• [What is required]: Print every one of the following records verbatim, reproducing each line without any change.

##########

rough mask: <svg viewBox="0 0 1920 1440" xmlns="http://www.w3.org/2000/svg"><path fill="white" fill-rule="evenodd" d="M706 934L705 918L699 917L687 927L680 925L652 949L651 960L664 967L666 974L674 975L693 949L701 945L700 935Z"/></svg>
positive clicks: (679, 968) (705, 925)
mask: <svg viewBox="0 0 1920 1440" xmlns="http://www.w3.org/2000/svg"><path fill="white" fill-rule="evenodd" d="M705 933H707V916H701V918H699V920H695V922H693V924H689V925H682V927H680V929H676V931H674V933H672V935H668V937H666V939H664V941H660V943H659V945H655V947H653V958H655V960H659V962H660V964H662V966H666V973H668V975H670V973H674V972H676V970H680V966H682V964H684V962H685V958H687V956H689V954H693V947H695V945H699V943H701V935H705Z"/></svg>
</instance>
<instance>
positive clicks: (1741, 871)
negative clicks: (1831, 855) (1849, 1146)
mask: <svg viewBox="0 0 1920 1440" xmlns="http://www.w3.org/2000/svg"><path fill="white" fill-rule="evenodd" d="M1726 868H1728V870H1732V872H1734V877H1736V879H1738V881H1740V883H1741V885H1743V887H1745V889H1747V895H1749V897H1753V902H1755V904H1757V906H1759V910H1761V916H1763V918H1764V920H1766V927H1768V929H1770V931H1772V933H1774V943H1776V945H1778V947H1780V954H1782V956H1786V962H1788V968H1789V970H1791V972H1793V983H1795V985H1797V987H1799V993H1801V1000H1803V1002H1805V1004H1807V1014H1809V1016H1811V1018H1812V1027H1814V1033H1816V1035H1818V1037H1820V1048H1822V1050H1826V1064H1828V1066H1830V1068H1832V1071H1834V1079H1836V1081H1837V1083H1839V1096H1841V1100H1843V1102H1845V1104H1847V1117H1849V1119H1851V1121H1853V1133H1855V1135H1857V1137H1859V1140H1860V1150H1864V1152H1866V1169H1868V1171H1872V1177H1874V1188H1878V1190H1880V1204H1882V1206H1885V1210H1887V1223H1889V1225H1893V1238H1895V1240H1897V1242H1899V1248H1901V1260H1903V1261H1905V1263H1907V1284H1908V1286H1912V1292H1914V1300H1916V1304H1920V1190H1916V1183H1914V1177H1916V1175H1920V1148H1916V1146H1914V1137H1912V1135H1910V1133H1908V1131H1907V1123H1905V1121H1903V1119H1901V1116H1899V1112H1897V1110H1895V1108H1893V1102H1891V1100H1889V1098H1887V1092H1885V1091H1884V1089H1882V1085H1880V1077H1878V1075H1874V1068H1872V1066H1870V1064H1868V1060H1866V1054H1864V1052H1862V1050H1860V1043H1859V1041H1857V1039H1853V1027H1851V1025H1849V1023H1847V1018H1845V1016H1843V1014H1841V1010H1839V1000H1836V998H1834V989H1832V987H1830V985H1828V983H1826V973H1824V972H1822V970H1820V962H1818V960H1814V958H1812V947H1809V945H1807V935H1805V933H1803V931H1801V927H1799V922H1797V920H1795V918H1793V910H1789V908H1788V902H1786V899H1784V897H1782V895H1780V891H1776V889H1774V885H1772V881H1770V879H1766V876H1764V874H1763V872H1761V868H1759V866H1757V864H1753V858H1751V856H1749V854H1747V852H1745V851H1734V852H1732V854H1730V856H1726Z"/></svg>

##########

• [Exercise response]:
rough mask: <svg viewBox="0 0 1920 1440" xmlns="http://www.w3.org/2000/svg"><path fill="white" fill-rule="evenodd" d="M706 934L705 918L699 917L687 927L680 925L652 949L651 960L664 967L666 974L674 975L693 949L701 945L700 935Z"/></svg>
positive clicks: (679, 968) (705, 925)
mask: <svg viewBox="0 0 1920 1440" xmlns="http://www.w3.org/2000/svg"><path fill="white" fill-rule="evenodd" d="M705 933H707V916H701V918H699V920H695V922H693V924H689V925H682V927H680V929H676V931H674V933H672V935H668V937H666V939H664V941H660V943H659V945H655V947H653V958H655V960H659V962H660V964H662V966H666V973H668V975H670V973H674V972H676V970H680V966H682V964H684V962H685V958H687V956H689V954H693V947H695V945H699V943H701V935H705Z"/></svg>
</instance>
<instance>
positive clicks: (1741, 871)
negative clicks: (1831, 855) (1849, 1146)
mask: <svg viewBox="0 0 1920 1440" xmlns="http://www.w3.org/2000/svg"><path fill="white" fill-rule="evenodd" d="M1726 868H1728V870H1732V872H1734V877H1736V879H1738V881H1740V883H1741V885H1743V887H1745V889H1747V895H1749V897H1753V902H1755V904H1757V906H1759V910H1761V916H1763V918H1764V920H1766V927H1768V929H1770V931H1772V933H1774V943H1776V945H1778V947H1780V954H1782V956H1786V962H1788V968H1789V970H1791V972H1793V983H1795V985H1797V987H1799V993H1801V1000H1803V1002H1805V1004H1807V1014H1809V1016H1811V1018H1812V1027H1814V1033H1816V1035H1818V1037H1820V1048H1822V1050H1826V1064H1828V1066H1830V1068H1832V1071H1834V1079H1836V1081H1837V1083H1839V1096H1841V1100H1843V1102H1845V1104H1847V1117H1849V1119H1851V1121H1853V1133H1855V1135H1857V1137H1859V1140H1860V1150H1864V1152H1866V1169H1868V1171H1872V1177H1874V1188H1878V1190H1880V1204H1882V1206H1885V1210H1887V1223H1889V1225H1893V1238H1895V1240H1897V1242H1899V1248H1901V1260H1903V1261H1905V1263H1907V1284H1908V1286H1912V1292H1914V1300H1916V1304H1920V1190H1916V1183H1914V1177H1916V1175H1920V1148H1916V1146H1914V1137H1912V1135H1910V1133H1908V1131H1907V1123H1905V1121H1903V1119H1901V1116H1899V1112H1897V1110H1895V1108H1893V1102H1891V1100H1889V1098H1887V1092H1885V1091H1884V1089H1882V1085H1880V1077H1878V1075H1874V1068H1872V1066H1870V1064H1868V1060H1866V1054H1864V1052H1862V1050H1860V1043H1859V1041H1857V1039H1853V1027H1851V1025H1849V1023H1847V1018H1845V1016H1843V1014H1841V1010H1839V1000H1836V998H1834V989H1832V987H1830V985H1828V983H1826V973H1824V972H1822V970H1820V962H1818V960H1814V958H1812V947H1809V945H1807V935H1805V933H1803V931H1801V927H1799V922H1797V920H1795V918H1793V910H1789V908H1788V902H1786V899H1784V897H1782V895H1780V891H1776V889H1774V885H1772V881H1770V879H1766V876H1764V874H1763V872H1761V868H1759V866H1757V864H1753V858H1751V856H1749V854H1747V852H1745V851H1734V852H1732V854H1730V856H1726Z"/></svg>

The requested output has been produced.